**Problem description**
Rename "metal bracket" to "metal clamp" in everything from the line containing "the rust stain" down to the end of the records, and write out those lines with nothing else changed.

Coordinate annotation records
═══

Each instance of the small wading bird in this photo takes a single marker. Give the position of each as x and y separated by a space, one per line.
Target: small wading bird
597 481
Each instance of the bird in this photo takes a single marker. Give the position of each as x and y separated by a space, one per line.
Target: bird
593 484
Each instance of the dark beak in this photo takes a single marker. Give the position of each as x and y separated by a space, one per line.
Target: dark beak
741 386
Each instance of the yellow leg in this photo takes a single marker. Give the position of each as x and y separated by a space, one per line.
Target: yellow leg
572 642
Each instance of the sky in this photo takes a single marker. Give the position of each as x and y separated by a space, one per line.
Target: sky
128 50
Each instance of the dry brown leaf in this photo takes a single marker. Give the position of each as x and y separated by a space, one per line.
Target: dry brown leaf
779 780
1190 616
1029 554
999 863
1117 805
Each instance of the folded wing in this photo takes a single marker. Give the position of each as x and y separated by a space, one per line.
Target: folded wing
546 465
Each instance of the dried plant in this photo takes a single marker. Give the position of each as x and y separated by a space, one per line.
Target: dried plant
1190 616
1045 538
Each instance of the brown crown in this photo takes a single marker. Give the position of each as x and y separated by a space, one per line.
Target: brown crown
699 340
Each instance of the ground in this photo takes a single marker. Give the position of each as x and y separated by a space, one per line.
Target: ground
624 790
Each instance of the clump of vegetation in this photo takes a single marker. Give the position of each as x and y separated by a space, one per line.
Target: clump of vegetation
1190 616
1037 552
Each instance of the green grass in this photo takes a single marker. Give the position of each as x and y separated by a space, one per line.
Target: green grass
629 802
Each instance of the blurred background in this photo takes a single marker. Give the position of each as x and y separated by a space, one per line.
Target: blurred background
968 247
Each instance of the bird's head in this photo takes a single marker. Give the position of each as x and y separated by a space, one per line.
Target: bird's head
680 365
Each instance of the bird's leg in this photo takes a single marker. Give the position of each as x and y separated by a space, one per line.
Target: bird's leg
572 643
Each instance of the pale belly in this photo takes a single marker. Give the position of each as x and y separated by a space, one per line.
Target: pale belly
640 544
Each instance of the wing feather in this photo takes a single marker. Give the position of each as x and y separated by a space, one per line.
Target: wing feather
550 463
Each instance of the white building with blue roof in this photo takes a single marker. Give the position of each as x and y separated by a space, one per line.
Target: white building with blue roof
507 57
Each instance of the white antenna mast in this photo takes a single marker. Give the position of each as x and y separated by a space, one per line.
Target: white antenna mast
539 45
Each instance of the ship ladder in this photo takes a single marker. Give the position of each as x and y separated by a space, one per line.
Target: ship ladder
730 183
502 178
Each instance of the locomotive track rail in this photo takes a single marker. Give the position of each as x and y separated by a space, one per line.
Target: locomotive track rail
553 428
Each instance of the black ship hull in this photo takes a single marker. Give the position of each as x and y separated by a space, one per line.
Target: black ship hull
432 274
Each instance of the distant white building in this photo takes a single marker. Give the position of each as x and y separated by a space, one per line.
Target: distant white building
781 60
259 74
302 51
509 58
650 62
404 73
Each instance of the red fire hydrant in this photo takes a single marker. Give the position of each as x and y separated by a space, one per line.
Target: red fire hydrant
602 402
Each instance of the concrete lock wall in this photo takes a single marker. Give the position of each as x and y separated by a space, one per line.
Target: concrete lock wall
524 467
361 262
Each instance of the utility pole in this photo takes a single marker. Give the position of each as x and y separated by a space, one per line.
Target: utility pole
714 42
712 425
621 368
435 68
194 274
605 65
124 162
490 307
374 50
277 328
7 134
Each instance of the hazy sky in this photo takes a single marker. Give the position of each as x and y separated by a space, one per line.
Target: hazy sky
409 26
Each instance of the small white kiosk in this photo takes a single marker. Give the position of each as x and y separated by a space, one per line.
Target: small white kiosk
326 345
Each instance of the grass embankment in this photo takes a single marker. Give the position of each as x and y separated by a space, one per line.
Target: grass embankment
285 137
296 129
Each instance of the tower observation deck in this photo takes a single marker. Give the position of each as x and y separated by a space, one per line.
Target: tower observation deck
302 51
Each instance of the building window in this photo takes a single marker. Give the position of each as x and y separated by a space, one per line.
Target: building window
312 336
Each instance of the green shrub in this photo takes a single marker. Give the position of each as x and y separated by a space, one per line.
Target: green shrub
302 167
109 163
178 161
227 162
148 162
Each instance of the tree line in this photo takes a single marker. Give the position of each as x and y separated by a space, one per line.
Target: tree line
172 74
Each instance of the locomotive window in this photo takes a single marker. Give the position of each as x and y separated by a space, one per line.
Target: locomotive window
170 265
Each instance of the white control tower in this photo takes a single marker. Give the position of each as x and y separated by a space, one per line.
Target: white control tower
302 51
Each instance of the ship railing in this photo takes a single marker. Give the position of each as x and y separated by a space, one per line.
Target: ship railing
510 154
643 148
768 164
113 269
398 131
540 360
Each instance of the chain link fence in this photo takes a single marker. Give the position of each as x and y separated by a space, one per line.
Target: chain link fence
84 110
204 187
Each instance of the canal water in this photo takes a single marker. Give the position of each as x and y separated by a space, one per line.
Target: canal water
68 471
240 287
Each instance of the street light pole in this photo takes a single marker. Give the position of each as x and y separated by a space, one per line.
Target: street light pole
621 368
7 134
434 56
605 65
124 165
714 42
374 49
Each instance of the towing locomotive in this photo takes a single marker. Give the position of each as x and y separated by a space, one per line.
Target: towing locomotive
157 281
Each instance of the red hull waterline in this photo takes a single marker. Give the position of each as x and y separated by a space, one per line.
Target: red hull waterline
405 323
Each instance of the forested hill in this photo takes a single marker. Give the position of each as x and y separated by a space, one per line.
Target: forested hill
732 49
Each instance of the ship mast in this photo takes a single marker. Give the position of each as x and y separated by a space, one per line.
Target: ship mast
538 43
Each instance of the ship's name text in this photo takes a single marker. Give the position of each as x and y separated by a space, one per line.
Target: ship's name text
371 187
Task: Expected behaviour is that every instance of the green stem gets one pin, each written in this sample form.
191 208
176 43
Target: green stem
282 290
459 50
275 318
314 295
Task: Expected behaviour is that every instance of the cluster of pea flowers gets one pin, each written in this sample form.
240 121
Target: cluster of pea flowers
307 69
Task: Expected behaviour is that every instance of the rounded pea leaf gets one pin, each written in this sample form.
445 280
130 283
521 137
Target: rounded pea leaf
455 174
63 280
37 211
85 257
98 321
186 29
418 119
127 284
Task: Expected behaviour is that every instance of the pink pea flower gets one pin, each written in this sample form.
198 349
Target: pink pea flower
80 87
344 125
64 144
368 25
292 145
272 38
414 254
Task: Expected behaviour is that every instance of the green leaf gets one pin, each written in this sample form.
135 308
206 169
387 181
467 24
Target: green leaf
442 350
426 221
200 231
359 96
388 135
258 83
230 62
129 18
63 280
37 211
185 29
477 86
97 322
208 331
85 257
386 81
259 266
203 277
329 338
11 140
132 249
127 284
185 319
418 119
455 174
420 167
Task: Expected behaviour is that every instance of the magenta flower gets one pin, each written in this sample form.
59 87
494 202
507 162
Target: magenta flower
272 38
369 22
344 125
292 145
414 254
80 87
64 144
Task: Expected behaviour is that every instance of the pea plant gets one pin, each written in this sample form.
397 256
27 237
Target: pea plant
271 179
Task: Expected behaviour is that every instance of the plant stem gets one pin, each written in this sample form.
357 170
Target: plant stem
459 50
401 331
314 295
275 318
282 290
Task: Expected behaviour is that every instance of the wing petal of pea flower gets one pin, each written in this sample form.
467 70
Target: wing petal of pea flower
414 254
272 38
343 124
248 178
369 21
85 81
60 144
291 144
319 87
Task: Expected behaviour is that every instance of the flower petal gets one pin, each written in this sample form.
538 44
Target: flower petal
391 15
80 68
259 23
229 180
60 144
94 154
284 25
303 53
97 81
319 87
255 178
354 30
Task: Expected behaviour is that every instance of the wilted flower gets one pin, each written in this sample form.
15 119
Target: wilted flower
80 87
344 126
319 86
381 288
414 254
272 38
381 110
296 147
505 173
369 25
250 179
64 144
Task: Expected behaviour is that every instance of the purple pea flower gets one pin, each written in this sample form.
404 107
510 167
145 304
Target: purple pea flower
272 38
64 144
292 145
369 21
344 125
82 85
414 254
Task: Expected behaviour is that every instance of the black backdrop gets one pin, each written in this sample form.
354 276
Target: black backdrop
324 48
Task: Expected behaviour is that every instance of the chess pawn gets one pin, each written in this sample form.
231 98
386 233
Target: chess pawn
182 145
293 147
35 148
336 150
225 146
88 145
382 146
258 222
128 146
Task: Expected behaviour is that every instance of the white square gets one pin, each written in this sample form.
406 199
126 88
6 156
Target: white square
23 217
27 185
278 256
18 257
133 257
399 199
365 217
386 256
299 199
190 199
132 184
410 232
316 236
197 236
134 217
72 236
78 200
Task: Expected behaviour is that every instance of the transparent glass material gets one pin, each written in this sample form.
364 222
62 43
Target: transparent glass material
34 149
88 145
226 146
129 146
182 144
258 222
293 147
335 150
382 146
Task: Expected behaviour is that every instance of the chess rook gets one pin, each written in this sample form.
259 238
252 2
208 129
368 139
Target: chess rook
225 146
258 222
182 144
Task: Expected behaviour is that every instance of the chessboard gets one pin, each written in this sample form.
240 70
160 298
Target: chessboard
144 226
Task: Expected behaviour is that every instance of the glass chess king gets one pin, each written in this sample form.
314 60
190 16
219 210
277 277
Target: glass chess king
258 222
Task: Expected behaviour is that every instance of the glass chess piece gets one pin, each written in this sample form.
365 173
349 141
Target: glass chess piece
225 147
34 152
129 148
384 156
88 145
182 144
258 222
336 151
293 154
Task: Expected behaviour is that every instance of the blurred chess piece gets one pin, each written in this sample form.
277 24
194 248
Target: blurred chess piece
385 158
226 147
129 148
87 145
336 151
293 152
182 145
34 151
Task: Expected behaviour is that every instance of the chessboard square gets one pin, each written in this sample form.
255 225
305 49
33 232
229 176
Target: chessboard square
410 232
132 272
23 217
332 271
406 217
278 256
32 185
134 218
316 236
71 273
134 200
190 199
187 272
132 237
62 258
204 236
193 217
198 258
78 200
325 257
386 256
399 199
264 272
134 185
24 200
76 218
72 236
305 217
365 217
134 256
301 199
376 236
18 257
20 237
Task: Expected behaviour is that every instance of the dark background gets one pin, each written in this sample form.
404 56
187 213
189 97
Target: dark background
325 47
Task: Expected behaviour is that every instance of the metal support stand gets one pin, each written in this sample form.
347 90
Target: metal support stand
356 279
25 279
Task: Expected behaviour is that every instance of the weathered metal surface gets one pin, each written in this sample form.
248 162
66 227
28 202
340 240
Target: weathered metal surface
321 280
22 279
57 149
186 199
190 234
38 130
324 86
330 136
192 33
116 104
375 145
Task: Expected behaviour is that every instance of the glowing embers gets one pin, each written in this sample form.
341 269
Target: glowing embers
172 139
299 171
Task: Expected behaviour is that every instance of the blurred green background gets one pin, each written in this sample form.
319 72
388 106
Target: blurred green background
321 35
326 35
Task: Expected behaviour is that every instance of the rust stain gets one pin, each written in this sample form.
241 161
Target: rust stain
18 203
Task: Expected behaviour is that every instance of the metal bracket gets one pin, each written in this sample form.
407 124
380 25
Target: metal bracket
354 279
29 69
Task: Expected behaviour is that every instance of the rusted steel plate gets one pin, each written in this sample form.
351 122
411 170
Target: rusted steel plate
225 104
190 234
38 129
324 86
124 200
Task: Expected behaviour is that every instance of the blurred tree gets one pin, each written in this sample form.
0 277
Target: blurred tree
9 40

═══

**Solution for this exercise**
Task: Expected behaviour is that every instance of the rust stain gets one pin, each written in this sample form.
241 161
Target: rust stain
18 203
Task: Expected behaviour is that every instance of the metal clamp gets one pin, each written in this sample form.
407 124
380 25
Target: metal clamp
354 279
29 69
Task: Expected behaviour is that every instance of the rusted steel plate gets one pin, each written in this sample form.
351 122
411 170
Target: rusted steel plate
225 104
190 234
38 129
324 86
124 200
Task: Expected behaviour is that every instance of the blurred tree gets one pin, each written in this sample form.
0 277
Target: blurred tree
9 40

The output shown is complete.